[BEGIN Items]

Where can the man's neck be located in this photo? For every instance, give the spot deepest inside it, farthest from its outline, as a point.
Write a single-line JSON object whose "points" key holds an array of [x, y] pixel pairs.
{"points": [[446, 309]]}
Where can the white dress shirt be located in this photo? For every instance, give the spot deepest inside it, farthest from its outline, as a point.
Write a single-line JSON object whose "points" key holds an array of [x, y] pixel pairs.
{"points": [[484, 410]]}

[END Items]

### Task:
Rewrite the listing with every occurrence of "be located" replaced by "be found", keeping everything else the same.

### Result:
Where can the man's neck be found in this photo? For every instance, give the spot deepest inside it, farthest from its outline, as a point.
Write a single-line JSON object whose "points" key holds an array of [x, y] pixel pairs.
{"points": [[446, 309]]}
Where can the white dress shirt be found in this photo? For every instance, give the spot deepest inside it, farthest from its outline, as a point.
Write a single-line JSON object whose "points" key holds an array of [x, y] pixel pairs.
{"points": [[484, 410]]}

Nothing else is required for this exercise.